(What is being asked)
Set out every line of the material below as a numbered list, omitting any blank lines.

(Records shown)

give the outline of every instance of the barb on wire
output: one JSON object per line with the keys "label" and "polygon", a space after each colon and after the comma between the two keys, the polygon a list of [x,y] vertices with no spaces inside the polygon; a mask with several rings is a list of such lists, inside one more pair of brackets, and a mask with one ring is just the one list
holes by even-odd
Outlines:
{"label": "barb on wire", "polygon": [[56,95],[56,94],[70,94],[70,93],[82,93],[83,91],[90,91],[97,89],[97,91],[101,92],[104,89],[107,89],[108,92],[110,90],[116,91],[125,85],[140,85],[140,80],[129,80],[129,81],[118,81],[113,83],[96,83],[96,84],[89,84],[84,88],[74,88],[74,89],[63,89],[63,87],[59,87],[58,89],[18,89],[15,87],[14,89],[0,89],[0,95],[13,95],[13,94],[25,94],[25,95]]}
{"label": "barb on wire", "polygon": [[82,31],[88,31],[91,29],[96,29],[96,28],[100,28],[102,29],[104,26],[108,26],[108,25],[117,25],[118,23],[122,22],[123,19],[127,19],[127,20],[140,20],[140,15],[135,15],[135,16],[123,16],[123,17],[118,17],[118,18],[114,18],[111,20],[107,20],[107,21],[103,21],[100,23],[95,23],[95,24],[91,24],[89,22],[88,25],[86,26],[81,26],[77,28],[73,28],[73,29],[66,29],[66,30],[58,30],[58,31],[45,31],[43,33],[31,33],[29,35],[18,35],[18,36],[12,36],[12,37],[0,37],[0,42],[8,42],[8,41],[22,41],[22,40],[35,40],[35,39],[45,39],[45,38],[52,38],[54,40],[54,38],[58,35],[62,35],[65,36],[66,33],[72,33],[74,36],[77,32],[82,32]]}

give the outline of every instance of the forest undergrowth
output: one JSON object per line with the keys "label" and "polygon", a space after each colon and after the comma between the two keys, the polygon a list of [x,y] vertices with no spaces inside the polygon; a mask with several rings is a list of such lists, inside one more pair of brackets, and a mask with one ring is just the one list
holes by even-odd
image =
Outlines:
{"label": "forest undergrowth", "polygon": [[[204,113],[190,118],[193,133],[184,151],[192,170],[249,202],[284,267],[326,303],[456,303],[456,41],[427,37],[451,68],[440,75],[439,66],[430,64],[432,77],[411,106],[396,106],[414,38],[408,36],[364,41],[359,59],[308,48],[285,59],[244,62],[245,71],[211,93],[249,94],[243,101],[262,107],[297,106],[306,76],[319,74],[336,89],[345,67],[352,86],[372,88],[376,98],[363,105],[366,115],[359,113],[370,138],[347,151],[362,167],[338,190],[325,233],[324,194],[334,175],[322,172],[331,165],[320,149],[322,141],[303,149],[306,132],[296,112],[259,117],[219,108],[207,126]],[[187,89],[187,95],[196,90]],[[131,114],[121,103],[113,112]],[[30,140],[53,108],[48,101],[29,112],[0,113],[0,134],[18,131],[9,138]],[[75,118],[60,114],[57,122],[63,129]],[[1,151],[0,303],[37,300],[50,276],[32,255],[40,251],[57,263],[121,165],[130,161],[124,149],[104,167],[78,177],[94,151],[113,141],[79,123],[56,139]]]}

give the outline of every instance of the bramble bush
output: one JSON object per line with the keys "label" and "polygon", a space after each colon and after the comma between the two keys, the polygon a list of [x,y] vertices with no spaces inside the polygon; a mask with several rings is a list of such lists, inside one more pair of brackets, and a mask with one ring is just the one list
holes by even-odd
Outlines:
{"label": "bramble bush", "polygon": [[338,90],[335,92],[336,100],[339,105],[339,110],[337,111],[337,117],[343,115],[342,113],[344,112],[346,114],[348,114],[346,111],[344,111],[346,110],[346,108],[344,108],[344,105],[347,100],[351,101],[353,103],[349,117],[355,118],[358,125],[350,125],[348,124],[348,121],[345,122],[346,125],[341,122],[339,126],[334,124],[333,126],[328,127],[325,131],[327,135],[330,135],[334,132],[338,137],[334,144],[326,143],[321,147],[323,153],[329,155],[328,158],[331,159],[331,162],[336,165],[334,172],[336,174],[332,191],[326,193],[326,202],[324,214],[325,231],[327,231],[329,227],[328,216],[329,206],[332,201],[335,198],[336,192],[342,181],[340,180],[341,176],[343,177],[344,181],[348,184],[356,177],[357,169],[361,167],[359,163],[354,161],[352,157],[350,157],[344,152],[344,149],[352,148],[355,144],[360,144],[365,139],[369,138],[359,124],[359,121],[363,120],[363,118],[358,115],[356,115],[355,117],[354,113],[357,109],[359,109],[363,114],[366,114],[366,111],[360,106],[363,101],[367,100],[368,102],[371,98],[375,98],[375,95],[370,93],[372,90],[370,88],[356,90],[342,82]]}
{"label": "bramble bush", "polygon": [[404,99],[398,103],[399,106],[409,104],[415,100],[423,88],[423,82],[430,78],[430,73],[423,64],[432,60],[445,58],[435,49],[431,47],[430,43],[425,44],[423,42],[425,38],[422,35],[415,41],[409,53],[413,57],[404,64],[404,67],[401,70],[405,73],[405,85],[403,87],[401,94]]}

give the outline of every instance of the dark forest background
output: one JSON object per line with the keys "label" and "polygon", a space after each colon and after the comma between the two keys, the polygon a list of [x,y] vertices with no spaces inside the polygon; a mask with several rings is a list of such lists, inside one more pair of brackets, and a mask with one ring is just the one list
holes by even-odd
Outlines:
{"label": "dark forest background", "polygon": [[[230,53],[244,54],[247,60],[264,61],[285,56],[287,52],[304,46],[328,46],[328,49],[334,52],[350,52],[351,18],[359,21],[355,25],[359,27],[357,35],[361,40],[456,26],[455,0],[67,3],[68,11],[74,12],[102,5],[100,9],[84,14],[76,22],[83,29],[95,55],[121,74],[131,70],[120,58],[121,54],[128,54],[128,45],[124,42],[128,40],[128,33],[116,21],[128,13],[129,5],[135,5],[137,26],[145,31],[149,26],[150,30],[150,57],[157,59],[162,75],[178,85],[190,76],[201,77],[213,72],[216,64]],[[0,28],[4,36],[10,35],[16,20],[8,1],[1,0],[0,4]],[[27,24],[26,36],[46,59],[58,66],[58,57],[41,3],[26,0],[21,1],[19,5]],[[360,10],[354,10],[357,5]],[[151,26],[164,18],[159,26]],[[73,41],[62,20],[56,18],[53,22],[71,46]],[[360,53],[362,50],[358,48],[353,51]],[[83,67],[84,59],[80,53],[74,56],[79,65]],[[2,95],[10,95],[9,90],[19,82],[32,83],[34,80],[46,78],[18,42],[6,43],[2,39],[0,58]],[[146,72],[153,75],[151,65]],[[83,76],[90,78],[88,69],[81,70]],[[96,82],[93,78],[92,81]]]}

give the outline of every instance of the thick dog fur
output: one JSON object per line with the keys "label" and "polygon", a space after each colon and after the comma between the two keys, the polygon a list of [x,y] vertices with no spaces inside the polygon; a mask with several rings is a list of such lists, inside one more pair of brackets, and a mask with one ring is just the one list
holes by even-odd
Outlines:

(Written answer)
1. give the outline of every instance of the barb on wire
2. output: one JSON object per line with the keys "label" and "polygon", a space after each colon and after the comma between the two keys, the polygon a list of [x,y] vertices with no spaces inside the polygon; a mask with several rings is a list of such lists, inside one more pair of brackets, and a mask with one ring is just the one list
3. holes by even-odd
4. Outlines:
5. {"label": "barb on wire", "polygon": [[56,95],[56,94],[70,94],[70,93],[82,93],[83,91],[90,91],[97,89],[97,91],[101,92],[104,89],[107,89],[108,92],[110,90],[116,91],[125,85],[140,85],[140,80],[129,80],[129,81],[118,81],[113,83],[96,83],[96,84],[89,84],[84,88],[74,88],[74,89],[63,89],[63,87],[59,87],[58,89],[18,89],[15,87],[14,89],[0,89],[0,95],[13,95],[13,94],[25,94],[25,95]]}
6. {"label": "barb on wire", "polygon": [[82,31],[88,31],[91,29],[96,29],[96,28],[100,28],[102,29],[104,26],[108,26],[108,25],[117,25],[118,23],[122,22],[123,19],[127,19],[127,20],[140,20],[140,15],[135,15],[135,16],[123,16],[123,17],[118,17],[118,18],[114,18],[111,20],[107,20],[107,21],[103,21],[100,23],[95,23],[95,24],[91,24],[89,22],[88,25],[86,26],[81,26],[77,28],[73,28],[73,29],[66,29],[66,30],[58,30],[58,31],[45,31],[43,33],[31,33],[29,35],[18,35],[18,36],[12,36],[12,37],[0,37],[0,42],[8,42],[8,41],[22,41],[22,40],[35,40],[35,39],[45,39],[45,38],[52,38],[54,40],[54,38],[58,35],[62,35],[65,36],[66,33],[72,33],[74,36],[77,32],[82,32]]}
7. give the outline of every instance of the forest undergrowth
8. output: one JSON object per line with the keys "label" and "polygon", a space after each colon and after the comma between the two keys, the polygon a list of [x,y] vertices with no spaces inside the polygon; a mask with several rings is a list of such lists, inside one more pair of brackets, and a mask with one ring is just the one list
9. holes by even-odd
10. image =
11. Outlines:
12. {"label": "forest undergrowth", "polygon": [[[204,113],[190,118],[193,133],[184,151],[192,170],[249,202],[284,267],[326,303],[456,303],[456,41],[427,37],[451,68],[440,75],[439,66],[430,64],[432,77],[411,106],[396,106],[414,38],[408,36],[364,41],[359,59],[308,48],[285,59],[244,62],[245,71],[211,93],[249,94],[243,101],[262,107],[297,106],[306,76],[319,74],[336,89],[345,67],[352,86],[372,88],[376,98],[363,105],[366,115],[359,113],[370,138],[347,151],[362,167],[338,190],[325,233],[324,194],[334,175],[322,172],[331,165],[320,149],[322,141],[303,149],[306,132],[296,112],[259,117],[219,108],[207,126]],[[187,89],[187,95],[196,90]],[[131,114],[121,103],[113,112]],[[30,140],[53,108],[48,101],[29,112],[0,113],[0,134],[18,131],[9,138]],[[75,118],[60,114],[57,122],[63,129]],[[1,151],[0,303],[37,300],[50,276],[32,255],[40,251],[57,263],[121,165],[130,161],[124,149],[104,167],[78,177],[94,151],[113,141],[79,123],[56,139]]]}
13. give the outline of every instance of the bramble bush
14. output: one JSON object per line with the keys "label" and "polygon", a space after each colon and after the comma between the two keys, the polygon a list of [x,y] vertices with no spaces inside the polygon; a mask with several rings is a list of such lists, inside one more pair of brackets, and a mask with one ring is just the one list
15. holes by even-odd
16. Outlines:
17. {"label": "bramble bush", "polygon": [[338,90],[335,92],[336,100],[339,105],[339,110],[337,111],[337,117],[343,115],[342,113],[344,112],[346,114],[348,114],[346,111],[344,111],[346,110],[346,108],[344,108],[344,105],[347,100],[351,101],[353,103],[349,117],[355,118],[358,125],[350,125],[348,124],[348,121],[345,122],[346,125],[341,122],[339,126],[334,124],[333,126],[328,127],[325,131],[327,135],[330,135],[334,132],[338,137],[334,144],[326,143],[321,147],[323,153],[329,155],[328,158],[331,159],[331,162],[336,165],[334,172],[336,174],[332,191],[326,193],[326,202],[324,214],[325,231],[327,231],[329,227],[328,216],[329,206],[332,201],[335,198],[336,192],[342,181],[340,180],[341,176],[343,177],[344,181],[348,184],[356,177],[357,169],[361,167],[359,163],[354,161],[352,157],[350,157],[344,152],[344,149],[352,148],[355,144],[360,144],[365,139],[369,138],[359,124],[359,121],[363,120],[363,118],[358,115],[356,115],[355,117],[354,113],[357,109],[359,109],[363,114],[366,114],[366,111],[360,106],[363,101],[367,100],[368,102],[371,98],[375,98],[375,95],[370,93],[372,90],[370,88],[356,90],[342,82]]}
18. {"label": "bramble bush", "polygon": [[404,99],[398,103],[399,106],[409,104],[415,100],[423,88],[423,82],[430,78],[430,73],[423,64],[432,60],[445,58],[435,49],[431,47],[430,43],[425,44],[423,42],[425,38],[422,35],[415,41],[409,53],[413,57],[404,64],[404,67],[401,70],[405,73],[405,85],[403,87],[401,94]]}
19. give the outline of every instance of the dark forest background
20. output: one JSON object per line with the keys "label" and "polygon", a space after each colon and after the comma between the two keys, the polygon a list of [x,y] vertices with no spaces inside the polygon; a mask with several rings is a list of such lists, inside one more pair of brackets, and a mask with one ring is just the one list
21. holes by even-odd
22. Outlines:
23. {"label": "dark forest background", "polygon": [[[230,53],[244,54],[247,60],[264,61],[285,56],[287,52],[304,46],[328,46],[328,49],[334,52],[350,52],[351,18],[359,21],[355,25],[359,27],[357,35],[361,40],[456,26],[455,0],[67,3],[68,11],[74,12],[102,5],[100,9],[84,14],[76,22],[83,29],[95,55],[121,74],[131,70],[120,58],[121,54],[128,54],[128,45],[124,42],[128,40],[128,33],[116,21],[128,13],[129,5],[135,5],[137,26],[145,31],[149,26],[150,30],[150,57],[157,59],[162,75],[178,85],[190,76],[201,77],[213,72],[216,64]],[[0,28],[4,36],[10,35],[16,20],[8,1],[1,0],[0,4]],[[27,24],[26,36],[46,59],[58,66],[58,57],[41,3],[26,0],[21,1],[19,5]],[[360,10],[354,10],[357,5]],[[151,26],[164,18],[159,26]],[[73,41],[62,20],[56,18],[53,22],[71,46]],[[360,53],[362,50],[358,48],[353,51]],[[83,67],[84,59],[80,53],[74,56],[79,65]],[[2,95],[10,95],[9,90],[19,82],[32,83],[34,80],[46,78],[18,42],[6,43],[2,39],[0,58]],[[146,72],[153,75],[151,65]],[[83,76],[90,78],[88,69],[81,70]],[[96,82],[93,78],[92,81]]]}
24. give the outline of every instance of the thick dog fur
25. output: one JSON object per line with the keys "label" and "polygon", a space after each colon and after the comma between the two keys, the polygon a list of [x,y] vertices with no spaces inside the polygon; a mask with several rings is a list of such lists, inside one more pair of brackets, and a mask with one ring is just the one list
26. holes by even-odd
27. Outlines:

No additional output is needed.